_Task directions:_
Return exactly the lines that run from the one containing "of the geyser" to the end of the entries, with both ends included.

_Dataset records:_
********************

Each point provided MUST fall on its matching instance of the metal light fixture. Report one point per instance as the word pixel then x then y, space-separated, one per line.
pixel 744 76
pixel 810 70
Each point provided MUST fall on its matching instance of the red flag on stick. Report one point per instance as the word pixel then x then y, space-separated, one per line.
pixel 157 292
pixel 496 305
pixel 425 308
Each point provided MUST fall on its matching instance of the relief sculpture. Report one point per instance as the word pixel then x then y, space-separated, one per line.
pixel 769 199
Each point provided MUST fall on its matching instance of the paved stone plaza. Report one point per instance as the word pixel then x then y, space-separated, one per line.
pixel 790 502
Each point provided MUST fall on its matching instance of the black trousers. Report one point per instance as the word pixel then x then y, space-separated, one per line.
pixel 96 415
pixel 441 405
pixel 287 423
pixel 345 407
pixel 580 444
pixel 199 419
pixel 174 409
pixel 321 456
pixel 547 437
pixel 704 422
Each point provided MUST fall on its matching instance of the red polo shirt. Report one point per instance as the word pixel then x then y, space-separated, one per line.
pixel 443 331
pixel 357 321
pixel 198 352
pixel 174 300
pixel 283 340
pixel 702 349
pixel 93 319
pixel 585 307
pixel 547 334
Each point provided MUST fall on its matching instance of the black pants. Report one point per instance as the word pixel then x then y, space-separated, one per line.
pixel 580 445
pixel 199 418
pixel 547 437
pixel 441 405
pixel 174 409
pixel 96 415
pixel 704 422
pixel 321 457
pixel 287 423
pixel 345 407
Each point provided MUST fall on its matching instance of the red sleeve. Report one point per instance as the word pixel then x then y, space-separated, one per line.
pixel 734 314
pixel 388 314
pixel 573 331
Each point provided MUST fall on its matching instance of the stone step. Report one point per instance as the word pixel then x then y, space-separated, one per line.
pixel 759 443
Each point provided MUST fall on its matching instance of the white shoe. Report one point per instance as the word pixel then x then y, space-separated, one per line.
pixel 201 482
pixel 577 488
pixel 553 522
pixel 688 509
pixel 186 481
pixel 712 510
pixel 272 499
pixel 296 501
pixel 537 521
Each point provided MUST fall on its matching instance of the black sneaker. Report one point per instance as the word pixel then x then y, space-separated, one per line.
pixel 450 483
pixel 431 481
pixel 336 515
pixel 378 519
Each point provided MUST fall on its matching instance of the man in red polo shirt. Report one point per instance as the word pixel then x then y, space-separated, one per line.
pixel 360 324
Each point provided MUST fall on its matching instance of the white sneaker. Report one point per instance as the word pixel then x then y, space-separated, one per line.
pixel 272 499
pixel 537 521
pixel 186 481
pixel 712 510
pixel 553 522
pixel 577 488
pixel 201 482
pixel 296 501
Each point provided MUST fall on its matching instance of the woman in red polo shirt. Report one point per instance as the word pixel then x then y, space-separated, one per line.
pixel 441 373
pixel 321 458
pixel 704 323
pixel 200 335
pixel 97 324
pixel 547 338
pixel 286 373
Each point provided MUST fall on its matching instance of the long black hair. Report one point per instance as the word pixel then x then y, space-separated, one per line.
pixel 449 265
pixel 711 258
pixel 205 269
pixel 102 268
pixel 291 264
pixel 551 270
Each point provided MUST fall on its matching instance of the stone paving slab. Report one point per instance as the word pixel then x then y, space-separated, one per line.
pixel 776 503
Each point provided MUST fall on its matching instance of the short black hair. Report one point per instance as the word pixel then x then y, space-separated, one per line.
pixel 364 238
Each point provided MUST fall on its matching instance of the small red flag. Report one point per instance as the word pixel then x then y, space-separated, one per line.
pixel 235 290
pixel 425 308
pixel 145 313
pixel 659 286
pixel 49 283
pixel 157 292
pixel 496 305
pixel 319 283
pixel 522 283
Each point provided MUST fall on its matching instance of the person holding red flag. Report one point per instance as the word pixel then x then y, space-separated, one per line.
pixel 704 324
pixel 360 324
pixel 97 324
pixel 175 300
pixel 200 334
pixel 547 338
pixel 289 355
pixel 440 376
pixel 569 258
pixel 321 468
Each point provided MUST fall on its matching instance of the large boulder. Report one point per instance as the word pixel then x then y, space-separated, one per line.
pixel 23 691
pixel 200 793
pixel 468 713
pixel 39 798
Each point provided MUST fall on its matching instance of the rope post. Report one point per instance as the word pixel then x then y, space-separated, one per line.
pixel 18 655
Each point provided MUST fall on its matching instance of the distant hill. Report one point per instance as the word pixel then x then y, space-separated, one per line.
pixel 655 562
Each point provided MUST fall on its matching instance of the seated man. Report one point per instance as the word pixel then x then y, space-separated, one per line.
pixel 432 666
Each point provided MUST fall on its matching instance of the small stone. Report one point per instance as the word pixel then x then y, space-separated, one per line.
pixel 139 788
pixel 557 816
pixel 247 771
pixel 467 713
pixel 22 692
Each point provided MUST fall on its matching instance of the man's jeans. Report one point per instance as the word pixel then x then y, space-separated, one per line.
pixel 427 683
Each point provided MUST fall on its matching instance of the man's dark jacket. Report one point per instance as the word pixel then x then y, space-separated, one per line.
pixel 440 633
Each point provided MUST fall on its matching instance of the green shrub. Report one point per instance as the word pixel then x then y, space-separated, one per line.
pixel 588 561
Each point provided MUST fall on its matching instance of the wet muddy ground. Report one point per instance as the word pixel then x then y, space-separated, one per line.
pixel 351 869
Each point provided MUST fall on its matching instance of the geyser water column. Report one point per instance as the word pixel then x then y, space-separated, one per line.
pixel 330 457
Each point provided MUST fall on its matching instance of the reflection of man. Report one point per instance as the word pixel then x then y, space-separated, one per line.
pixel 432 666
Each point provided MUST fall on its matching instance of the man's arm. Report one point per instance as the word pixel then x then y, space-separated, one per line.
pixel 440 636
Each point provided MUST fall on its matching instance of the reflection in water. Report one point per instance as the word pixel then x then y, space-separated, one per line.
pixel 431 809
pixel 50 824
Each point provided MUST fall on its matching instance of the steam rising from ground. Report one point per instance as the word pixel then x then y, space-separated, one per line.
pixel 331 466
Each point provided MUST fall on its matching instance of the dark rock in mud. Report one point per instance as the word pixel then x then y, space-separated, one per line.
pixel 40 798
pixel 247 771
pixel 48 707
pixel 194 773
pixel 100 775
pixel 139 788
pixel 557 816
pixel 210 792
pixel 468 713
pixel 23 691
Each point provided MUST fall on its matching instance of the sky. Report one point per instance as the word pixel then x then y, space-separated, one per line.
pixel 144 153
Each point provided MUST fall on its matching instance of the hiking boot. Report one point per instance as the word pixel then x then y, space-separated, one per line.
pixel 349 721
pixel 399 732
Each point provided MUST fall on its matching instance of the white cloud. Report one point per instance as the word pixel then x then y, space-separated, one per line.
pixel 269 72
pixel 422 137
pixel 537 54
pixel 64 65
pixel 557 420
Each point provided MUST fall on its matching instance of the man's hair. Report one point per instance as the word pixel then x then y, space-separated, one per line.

********************

_Expected answer:_
Each point provided MUST fall on its matching instance of the geyser water column. Report one point per instance as the word pixel then x then y, space-separated, one per line.
pixel 330 457
Each point provided MUST fall on its matching instance of the reflection of man. Report one point per instance as the word pixel then x then y, space-separated, one per line.
pixel 432 666
Each point provided MUST fall on its matching instance of the man's arm. Report one point per instance as the word pixel then x then y, space-separated, one per line.
pixel 440 636
Each point provided MUST fall on its matching instance of the reflection in water. Report one point per instance as the word pixel then x then y, space-separated, one per line.
pixel 431 809
pixel 50 824
Each point provided MUST fall on its matching instance of the steam rising from ground. Report one point per instance as the word pixel then x then y, space-separated, one per line.
pixel 331 466
Each point provided MUST fall on its matching instance of the dark rock in mud. Report one point per instance as the word pixel then x then y, space-separated, one per line.
pixel 40 798
pixel 247 771
pixel 48 707
pixel 194 773
pixel 100 775
pixel 139 788
pixel 557 816
pixel 210 792
pixel 468 713
pixel 23 691
Each point provided MUST fall on its matching instance of the sky. Report one point per instance as the word pixel then x then y, space-separated, one per line.
pixel 144 153
Each point provided MUST fall on its matching instance of the hiking boot. Report one point per instance as the word pixel then x then y, space-separated, one per line.
pixel 349 721
pixel 399 732
Each point provided MUST fall on its matching instance of the white cloud. Report one point per instance as the word pixel then x then y, space-separated, one per line.
pixel 269 72
pixel 422 137
pixel 537 54
pixel 64 65
pixel 557 420
Each point provided MUST fall on its matching instance of the man's hair. Report one point per instance as the word pixel then x then y, space-separated, one per line.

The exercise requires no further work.